Exercise requirements:
• A. Retype the passage of the AITfES article starting at "1. Data Layer" and ending at "API (LLM inference)".
• B. Continue the AITfES article from its last line.

Extract provided:
Building AITfES: Designing a Practical AI System for Engineering Workflows

Building AITfES: Designing a Practical AI System for Engineering Workflows

Overview

AITfES (AI Tool for Engineering Systems) began as an attempt to answer a simple question:

Can AI be made reliable enough to assist in real engineering decision-making?

Rather than building a generic chatbot, the objective was to design a system that could:

• Work within defined engineering domains
• Provide context-aware responses
• Maintain a reasonable level of accuracy and control

This led to the adoption of a Retrieval-Augmented Generation (RAG) architecture.

Why RAG Instead of a Standard LLM?

Early experimentation with standalone LLMs (via the Gemini API) exposed a key limitation:

• Responses were fluent, but not grounded in domain-specific data
• Hallucinations were unacceptable in engineering contexts

RAG was chosen because it:

• Anchors responses to retrieved, relevant data
• Allows control over knowledge boundaries
• Scales with structured data rather than model retraining

The decision was less about trend adoption and more about risk reduction in technical outputs.

System Architecture

The system was structured into three primary layers:

1. Data Layer — Engineering data ingestion and structuring
2. Retrieval Layer — Semantic search using a vector database
3. Application Layer — User interface and interaction logic

Core technologies:

• Gemini API (LLM inference)
• Pinecone (vector database for semantic retrieval)
• SvelteKit (frontend and server-side logic)

This separation ensured modularity and made debugging significantly easier.

Data Pipeline: Scaling Was Not Optional

The system initially operated on a small dataset (~148 records), which was insufficient for meaningful retrieval.

What Changed

The pipeline was redesigned to:

• Automate ingestion of structured engineering data
• Normalize and clean inputs
• Generate embeddings consistently

This scaled the dataset to 12,000+ records.

Lesson

RAG performance is directly proportional to data quality and coverage.

A well-structured dataset contributes more to output reliability than prompt tuning alone.

Retrieval Layer: Precision Over Volume

Using Pinecone enabled semantic search, but early results revealed:

• High recall, but sometimes low relevance
• Context noise affecting LLM output

Adjustments Made

• Tuned retrieval parameters (top-k results)
• Improved chunking strategy for documents
• Focused on semantic coherence over raw data volume

Lesson

More data does not guarantee better results—better retrieval does.

Dataset content:
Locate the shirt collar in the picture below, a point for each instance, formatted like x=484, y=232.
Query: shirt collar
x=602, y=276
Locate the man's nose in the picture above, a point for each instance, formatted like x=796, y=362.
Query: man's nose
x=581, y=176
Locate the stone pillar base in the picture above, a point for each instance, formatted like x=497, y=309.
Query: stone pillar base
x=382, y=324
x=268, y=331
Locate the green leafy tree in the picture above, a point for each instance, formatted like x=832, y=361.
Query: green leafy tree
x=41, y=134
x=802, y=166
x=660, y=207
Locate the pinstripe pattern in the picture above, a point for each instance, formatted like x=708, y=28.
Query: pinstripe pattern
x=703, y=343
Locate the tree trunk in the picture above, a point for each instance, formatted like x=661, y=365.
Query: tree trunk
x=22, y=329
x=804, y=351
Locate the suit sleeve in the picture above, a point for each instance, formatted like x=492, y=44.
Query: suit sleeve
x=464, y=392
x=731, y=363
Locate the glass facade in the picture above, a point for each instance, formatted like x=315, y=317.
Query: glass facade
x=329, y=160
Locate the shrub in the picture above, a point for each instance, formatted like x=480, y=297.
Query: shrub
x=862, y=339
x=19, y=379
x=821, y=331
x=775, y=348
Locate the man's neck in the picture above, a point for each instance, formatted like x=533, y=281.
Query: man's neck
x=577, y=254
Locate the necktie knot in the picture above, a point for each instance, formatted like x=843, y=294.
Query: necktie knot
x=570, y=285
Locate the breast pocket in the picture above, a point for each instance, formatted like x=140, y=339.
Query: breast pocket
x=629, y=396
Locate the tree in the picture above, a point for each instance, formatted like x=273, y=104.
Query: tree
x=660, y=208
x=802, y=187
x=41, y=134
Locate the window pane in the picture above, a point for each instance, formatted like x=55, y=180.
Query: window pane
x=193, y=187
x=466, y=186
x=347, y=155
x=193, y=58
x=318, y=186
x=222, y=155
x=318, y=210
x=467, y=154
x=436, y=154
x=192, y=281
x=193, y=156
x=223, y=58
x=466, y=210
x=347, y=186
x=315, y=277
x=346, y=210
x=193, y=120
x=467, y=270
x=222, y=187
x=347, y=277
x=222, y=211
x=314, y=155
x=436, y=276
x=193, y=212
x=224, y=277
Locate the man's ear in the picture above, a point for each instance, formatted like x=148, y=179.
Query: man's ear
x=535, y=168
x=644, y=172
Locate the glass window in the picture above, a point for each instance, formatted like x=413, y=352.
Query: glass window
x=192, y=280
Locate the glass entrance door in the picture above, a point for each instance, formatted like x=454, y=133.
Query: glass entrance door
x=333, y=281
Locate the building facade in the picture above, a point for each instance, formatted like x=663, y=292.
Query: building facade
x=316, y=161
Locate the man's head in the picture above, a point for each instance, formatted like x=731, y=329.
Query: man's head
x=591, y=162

Answers below:
• A.
1. Data Layer — Engineering data ingestion and structuring
2. Retrieval Layer — Semantic search using a vector database
3. Application Layer — User interface and interaction logic

Core technologies:

• Gemini API (LLM inference)

• B.
Prompt Design: Controlling the LLM

A key challenge was ensuring that the LLM:

• Stayed within retrieved context
• Avoided speculative responses

Approach

• Structured prompts with explicit instructions
• Constrained response formats
• Reinforced context usage

Lesson

Prompting is not about clever phrasing—it is about system control.

Without constraints, even a strong model behaves unpredictably in technical domains.

Full-Stack Integration

The system integrates:

• LLM inference (Gemini API)
• Retrieval (Pinecone)
• Interface and routing (SvelteKit)

This was not just an implementation step—it exposed architectural considerations:

• Latency across components
• Error propagation between layers
• Need for graceful fallback mechanisms

Lesson

Building AI systems is less about models and more about orchestration.

What Worked

• Modular architecture simplified iteration
• RAG significantly improved response relevance
• Scaling the dataset had immediate impact on output quality

What Didn’t Work Initially

• Over-reliance on raw LLM capability
• Poor early data structuring
• Weak retrieval tuning

Each of these led to unreliable outputs until corrected.

Key Takeaways

1. AI systems for engineering must be controlled, not just powerful
2. Data pipelines are as critical as model selection
3. Retrieval quality defines system usefulness
4. Prompting is a design discipline, not an afterthought
5. System integration introduces real-world constraints often ignored in prototypes

Closing Note

AITfES is not positioned as a finished product, but as a working system that demonstrates:

• How AI can be integrated into engineering workflows
• What trade-offs are required to make it reliable
• Where further improvements are necessary

The focus remains on building systems that are practical, scalable, and grounded in real use cases, rather than purely experimental.